* _Exercise instructions_: The records that follow are to be repeated without alteration.

* _Available data_:
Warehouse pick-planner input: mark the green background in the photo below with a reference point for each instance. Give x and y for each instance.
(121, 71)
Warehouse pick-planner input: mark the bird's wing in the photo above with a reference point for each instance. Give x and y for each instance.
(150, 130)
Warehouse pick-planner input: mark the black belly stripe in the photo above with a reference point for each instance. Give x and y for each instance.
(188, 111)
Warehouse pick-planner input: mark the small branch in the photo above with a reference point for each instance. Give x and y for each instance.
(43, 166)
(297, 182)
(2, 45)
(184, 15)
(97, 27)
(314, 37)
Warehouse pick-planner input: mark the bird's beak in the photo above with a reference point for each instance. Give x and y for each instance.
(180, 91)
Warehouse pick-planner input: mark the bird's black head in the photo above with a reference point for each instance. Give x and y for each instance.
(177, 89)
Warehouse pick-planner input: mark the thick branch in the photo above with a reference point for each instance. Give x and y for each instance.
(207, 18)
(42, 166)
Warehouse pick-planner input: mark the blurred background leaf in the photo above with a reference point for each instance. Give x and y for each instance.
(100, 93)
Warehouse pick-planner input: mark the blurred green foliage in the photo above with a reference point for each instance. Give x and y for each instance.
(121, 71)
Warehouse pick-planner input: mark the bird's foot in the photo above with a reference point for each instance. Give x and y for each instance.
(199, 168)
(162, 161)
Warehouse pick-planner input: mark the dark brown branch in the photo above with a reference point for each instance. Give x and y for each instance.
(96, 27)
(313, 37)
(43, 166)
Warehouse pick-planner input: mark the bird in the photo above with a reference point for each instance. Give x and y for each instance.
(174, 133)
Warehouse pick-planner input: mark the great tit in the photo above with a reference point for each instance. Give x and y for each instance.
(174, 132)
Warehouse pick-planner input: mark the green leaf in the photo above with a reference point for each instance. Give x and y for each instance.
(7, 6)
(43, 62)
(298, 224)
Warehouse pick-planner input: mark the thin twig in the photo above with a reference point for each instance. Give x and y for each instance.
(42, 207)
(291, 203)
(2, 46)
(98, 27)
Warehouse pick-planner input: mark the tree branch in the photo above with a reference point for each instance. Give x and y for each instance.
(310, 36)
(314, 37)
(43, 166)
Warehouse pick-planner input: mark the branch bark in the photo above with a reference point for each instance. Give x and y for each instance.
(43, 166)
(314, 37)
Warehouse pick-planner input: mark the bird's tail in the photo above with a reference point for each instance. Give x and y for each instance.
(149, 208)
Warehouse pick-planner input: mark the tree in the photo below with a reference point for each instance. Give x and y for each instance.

* _Reply to the task_:
Warehouse pick-planner input: mark the green background in the photo below with a reference point for each instance. Give x and y for each instance.
(121, 71)
Warehouse pick-planner input: mark the bird's wing in the photo above with a reference point for each instance. Give x and y for each instance.
(150, 130)
Warehouse pick-planner input: mark the black belly stripe in the photo above with a reference point for each instance. Give x and y for each instance.
(188, 111)
Warehouse pick-planner input: mark the small branch in the photo above with a reference point for each instance. Give x and y for each instance.
(43, 166)
(297, 182)
(2, 45)
(184, 15)
(97, 27)
(314, 37)
Warehouse pick-planner input: mark the bird's beak in the photo above with a reference point for each instance. Give x and y for each instance.
(180, 91)
Warehouse pick-planner input: mark the bird's black head in the photo above with a reference point for each instance. Give x and y for each instance.
(177, 89)
Warehouse pick-planner input: mark the thick branch in the photo above with a reference point for each instance. Give x and y for each instance.
(207, 18)
(42, 166)
Warehouse pick-planner input: mark the blurred background leaf in the photo above with a reference point for each instance. Give x and y for each instance.
(100, 93)
Warehouse pick-planner input: mark the blurred green foliage in the photo above with a reference point for each instance. Give x and y for each instance.
(121, 71)
Warehouse pick-planner input: mark the bird's foot in the photo above with a reference point for each instance. Give x and y for each instance.
(199, 168)
(162, 161)
Warehouse pick-planner input: mark the dark brown branch in the photo above with a reference point for each instance. Give x and y for each instance.
(96, 27)
(313, 37)
(43, 166)
Warehouse pick-planner input: mark the bird in the photo above with a reference point for each instance. Give x and y for each instance.
(174, 133)
Warehouse pick-planner input: mark the great tit in the photo above with a reference point for each instance. Give x and y for each instance.
(174, 132)
Warehouse pick-planner input: mark the green leaf in the photo above with a reference point for each instance. Give x and y for each instance.
(7, 6)
(43, 62)
(298, 224)
Warehouse pick-planner input: mark the thin twig in the photo above with a reference point for each instance. Give x and y for each instance.
(42, 207)
(291, 203)
(2, 46)
(98, 27)
Warehouse pick-planner input: mark the tree branch in the photo above with a reference point for each instance. Give x and y for each instance.
(310, 36)
(314, 37)
(43, 166)
Warehouse pick-planner input: mark the branch bark in the photo above with a reference point for each instance. Give x and y for each instance.
(43, 166)
(314, 37)
Warehouse pick-planner input: mark the bird's tail in the photo above with a reference point for each instance. Give x and y for each instance.
(149, 208)
Warehouse pick-planner input: mark the tree in the photo below with a reference point for each instance. Give x and y for each instance.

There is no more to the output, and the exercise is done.